**Teks Halaman:**
--------

Pertanyaan:
Bagaimana adab yang baik bagi seorang khatib dalam menyampaikan sebuah hadīṡ?
(Adi Gunawan, Sulawesi Selatan)
Jawaban:
Yang kami pahami dari pertanyaan saudara Adi Gunawan, khotbah yang dimaksud adalah khotbah Jumat, bukan khotbah umum. Khotbah Jumat sifatnya singkat dan bertujuan untuk memberi bimbingan pada umat dalam menyikapi masalah yang berkembang di tengah mereka. Oleh karenanya, ketika menyampaikan hadīṡ dalam khotbah Jumatnya, seorang khatib hendaknya memperhatikan beberapa hal sebagai berikut:
a. Seorang khatib hendaknya selektif dalam memilih hadīṡ-hadīṡ Nabi ﷺ yang akan disampaikannya saat khotbah. Hadīṡ yang dipilih adalah hadīṡ yang kualitasnya kuat dan bisa menjadi hujjah dalam Islam, seperti hadīṡ ṣahīh atau hadīṡ hasan. Jika konsentrasi ilmu khatib bukan pada ilmu hadis sehingga kompetensinya belum bisa menentukan kualitas hadīṡ, maka ada beberapa opsi yang bisa di tempuh, di antaranya adalah melihat kualitas hadīṡ dalam kutub sittah dari kitab-kitab yang sudah di-tahqiq (diteliti) oleh pakar hadīṡ.

--------

**Bahan:**
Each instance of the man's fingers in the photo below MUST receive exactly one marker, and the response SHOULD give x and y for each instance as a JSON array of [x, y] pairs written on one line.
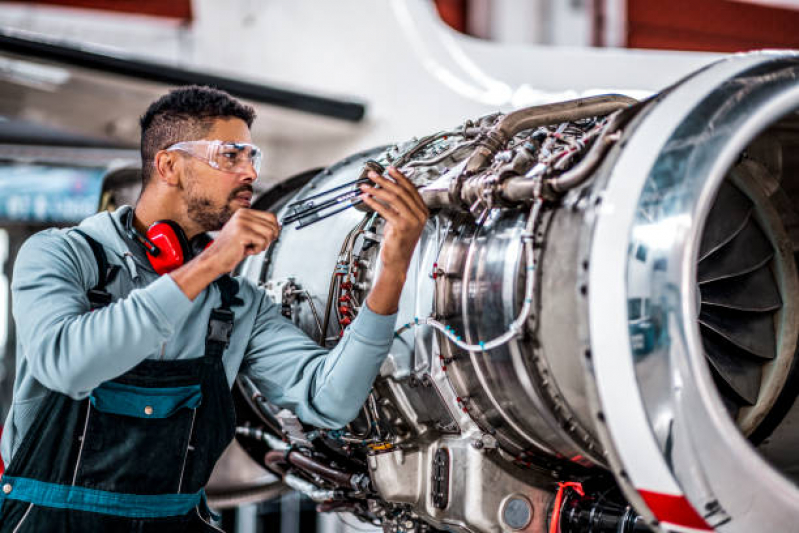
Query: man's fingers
[[384, 211], [405, 189], [390, 198]]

--------

**Tujuan:**
Salin seluruh teks tanya jawab tentang adab khatib menyampaikan hadis, sama persis tanpa satu pun perubahan. Cukup pakai teks tanya jawab di atas, tanpa data.

**Jawaban:**
Pertanyaan:
Bagaimana adab yang baik bagi seorang khatib dalam menyampaikan sebuah hadīṡ?
(Adi Gunawan, Sulawesi Selatan)
Jawaban:
Yang kami pahami dari pertanyaan saudara Adi Gunawan, khotbah yang dimaksud adalah khotbah Jumat, bukan khotbah umum. Khotbah Jumat sifatnya singkat dan bertujuan untuk memberi bimbingan pada umat dalam menyikapi masalah yang berkembang di tengah mereka. Oleh karenanya, ketika menyampaikan hadīṡ dalam khotbah Jumatnya, seorang khatib hendaknya memperhatikan beberapa hal sebagai berikut:
a. Seorang khatib hendaknya selektif dalam memilih hadīṡ-hadīṡ Nabi ﷺ yang akan disampaikannya saat khotbah. Hadīṡ yang dipilih adalah hadīṡ yang kualitasnya kuat dan bisa menjadi hujjah dalam Islam, seperti hadīṡ ṣahīh atau hadīṡ hasan. Jika konsentrasi ilmu khatib bukan pada ilmu hadis sehingga kompetensinya belum bisa menentukan kualitas hadīṡ, maka ada beberapa opsi yang bisa di tempuh, di antaranya adalah melihat kualitas hadīṡ dalam kutub sittah dari kitab-kitab yang sudah di-tahqiq (diteliti) oleh pakar hadīṡ.